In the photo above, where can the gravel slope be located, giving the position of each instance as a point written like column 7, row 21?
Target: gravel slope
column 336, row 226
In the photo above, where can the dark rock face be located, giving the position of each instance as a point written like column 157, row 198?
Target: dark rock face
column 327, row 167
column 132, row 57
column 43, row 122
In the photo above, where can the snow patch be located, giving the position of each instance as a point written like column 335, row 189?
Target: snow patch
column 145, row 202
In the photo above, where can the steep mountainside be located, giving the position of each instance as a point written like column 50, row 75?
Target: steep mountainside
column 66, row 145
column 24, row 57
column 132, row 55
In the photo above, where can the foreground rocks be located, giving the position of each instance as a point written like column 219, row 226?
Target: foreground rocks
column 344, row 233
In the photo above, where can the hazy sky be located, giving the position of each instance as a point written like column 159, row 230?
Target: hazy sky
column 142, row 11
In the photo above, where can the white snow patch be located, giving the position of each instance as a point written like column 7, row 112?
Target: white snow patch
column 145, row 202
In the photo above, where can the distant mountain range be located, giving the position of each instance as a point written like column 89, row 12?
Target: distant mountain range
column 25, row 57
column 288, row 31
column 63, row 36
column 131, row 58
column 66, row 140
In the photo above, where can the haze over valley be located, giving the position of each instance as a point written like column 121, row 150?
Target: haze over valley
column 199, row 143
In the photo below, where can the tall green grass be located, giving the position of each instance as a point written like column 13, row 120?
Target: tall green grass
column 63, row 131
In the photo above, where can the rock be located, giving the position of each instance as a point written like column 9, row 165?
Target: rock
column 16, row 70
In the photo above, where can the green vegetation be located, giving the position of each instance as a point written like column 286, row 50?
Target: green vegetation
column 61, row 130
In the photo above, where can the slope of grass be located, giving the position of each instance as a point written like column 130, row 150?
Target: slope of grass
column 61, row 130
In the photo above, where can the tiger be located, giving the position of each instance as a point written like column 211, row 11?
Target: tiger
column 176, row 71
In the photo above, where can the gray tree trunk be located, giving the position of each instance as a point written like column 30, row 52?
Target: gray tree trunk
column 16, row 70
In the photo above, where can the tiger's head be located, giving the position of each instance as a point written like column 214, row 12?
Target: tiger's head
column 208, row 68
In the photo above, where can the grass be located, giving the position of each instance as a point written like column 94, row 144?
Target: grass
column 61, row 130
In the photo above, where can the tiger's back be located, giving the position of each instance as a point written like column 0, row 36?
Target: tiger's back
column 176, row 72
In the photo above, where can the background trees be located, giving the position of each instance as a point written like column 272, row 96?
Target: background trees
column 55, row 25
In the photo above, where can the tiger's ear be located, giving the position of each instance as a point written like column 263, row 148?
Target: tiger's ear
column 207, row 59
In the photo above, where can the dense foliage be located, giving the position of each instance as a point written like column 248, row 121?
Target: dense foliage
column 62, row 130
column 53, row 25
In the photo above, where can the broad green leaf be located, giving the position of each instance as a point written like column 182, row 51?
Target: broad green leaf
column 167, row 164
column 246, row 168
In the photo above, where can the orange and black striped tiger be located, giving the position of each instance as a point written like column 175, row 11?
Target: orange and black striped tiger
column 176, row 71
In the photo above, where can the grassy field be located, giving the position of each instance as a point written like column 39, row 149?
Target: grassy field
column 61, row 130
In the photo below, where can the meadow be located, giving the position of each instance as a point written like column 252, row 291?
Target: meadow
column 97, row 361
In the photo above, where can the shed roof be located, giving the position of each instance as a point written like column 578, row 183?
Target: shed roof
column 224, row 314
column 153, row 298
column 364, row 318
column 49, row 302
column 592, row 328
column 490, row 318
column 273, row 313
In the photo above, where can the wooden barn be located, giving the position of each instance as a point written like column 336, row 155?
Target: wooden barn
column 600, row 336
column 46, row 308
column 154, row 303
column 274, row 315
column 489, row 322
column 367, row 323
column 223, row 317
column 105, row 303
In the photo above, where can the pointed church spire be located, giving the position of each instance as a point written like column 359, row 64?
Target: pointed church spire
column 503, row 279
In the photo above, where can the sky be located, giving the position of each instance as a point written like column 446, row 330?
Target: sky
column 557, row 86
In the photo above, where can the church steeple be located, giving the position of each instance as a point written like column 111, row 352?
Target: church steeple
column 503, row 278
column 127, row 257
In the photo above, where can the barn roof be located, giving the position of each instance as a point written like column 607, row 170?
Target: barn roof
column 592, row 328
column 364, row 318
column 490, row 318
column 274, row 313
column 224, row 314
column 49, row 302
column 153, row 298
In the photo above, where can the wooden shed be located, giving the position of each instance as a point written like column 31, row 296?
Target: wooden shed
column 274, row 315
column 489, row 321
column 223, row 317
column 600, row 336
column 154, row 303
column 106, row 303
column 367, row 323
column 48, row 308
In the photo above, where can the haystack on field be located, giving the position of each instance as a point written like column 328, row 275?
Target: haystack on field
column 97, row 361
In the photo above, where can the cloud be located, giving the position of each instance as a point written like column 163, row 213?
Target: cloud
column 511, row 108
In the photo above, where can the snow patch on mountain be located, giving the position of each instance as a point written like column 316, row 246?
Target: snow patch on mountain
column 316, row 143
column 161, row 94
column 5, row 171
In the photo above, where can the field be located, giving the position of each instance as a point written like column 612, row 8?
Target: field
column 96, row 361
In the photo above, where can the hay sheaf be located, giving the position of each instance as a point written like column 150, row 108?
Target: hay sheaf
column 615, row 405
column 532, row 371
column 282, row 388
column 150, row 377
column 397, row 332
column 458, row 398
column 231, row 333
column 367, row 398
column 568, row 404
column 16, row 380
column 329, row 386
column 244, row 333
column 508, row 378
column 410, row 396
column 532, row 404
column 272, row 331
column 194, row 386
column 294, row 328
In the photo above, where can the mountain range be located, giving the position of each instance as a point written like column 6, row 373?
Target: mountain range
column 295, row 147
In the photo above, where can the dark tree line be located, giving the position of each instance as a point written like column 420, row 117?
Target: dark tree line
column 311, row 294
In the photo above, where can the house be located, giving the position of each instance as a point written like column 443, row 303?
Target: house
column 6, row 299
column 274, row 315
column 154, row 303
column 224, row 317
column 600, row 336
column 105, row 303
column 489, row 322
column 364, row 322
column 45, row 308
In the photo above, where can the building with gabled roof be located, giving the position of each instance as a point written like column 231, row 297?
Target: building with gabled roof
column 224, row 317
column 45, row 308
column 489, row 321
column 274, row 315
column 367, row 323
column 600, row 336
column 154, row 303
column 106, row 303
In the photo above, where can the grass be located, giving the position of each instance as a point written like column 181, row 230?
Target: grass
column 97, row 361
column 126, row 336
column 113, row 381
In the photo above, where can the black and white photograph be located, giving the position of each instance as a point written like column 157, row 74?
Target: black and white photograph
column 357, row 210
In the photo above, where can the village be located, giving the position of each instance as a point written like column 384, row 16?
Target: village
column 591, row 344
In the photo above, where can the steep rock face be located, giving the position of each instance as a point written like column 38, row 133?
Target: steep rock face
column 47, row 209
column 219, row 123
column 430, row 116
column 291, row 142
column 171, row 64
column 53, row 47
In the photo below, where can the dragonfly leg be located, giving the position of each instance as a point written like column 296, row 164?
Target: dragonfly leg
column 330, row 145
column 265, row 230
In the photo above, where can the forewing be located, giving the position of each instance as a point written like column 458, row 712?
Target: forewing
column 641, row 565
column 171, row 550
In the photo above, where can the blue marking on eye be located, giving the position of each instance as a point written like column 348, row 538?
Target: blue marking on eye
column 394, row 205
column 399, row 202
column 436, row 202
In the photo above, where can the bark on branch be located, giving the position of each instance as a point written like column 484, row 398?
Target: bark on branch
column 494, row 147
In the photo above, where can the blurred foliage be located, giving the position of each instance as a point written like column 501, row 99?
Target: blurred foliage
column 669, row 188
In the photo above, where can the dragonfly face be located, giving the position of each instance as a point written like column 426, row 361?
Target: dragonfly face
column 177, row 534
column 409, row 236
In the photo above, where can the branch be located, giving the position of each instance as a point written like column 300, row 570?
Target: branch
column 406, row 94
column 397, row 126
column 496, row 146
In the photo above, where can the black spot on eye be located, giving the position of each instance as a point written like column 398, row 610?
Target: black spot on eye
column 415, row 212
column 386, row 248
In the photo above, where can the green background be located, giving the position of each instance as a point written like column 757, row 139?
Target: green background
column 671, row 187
──────────────────────────────
What to produce
Please copy the material above word for word, from the line with "In the photo above, where can the dark rock" to the line with "column 142, row 11", including both of those lines.

Reply
In the photo above, where can the dark rock face be located, giving the position of each instance as a point written like column 157, row 198?
Target: dark rock face
column 327, row 167
column 132, row 57
column 43, row 122
In the photo above, where can the snow patch be located, giving the position of each instance as a point written like column 335, row 189?
Target: snow patch
column 145, row 202
In the photo above, where can the steep mountainside be located, giving the position of each instance as a point written like column 50, row 75?
Target: steep mountainside
column 66, row 145
column 24, row 57
column 132, row 55
In the photo above, where can the foreground rocks be located, giving the position of each instance as a point written like column 219, row 226?
Target: foreground rocks
column 344, row 233
In the photo above, where can the hazy sky be located, giving the position of each instance as a point written like column 159, row 230?
Target: hazy sky
column 142, row 11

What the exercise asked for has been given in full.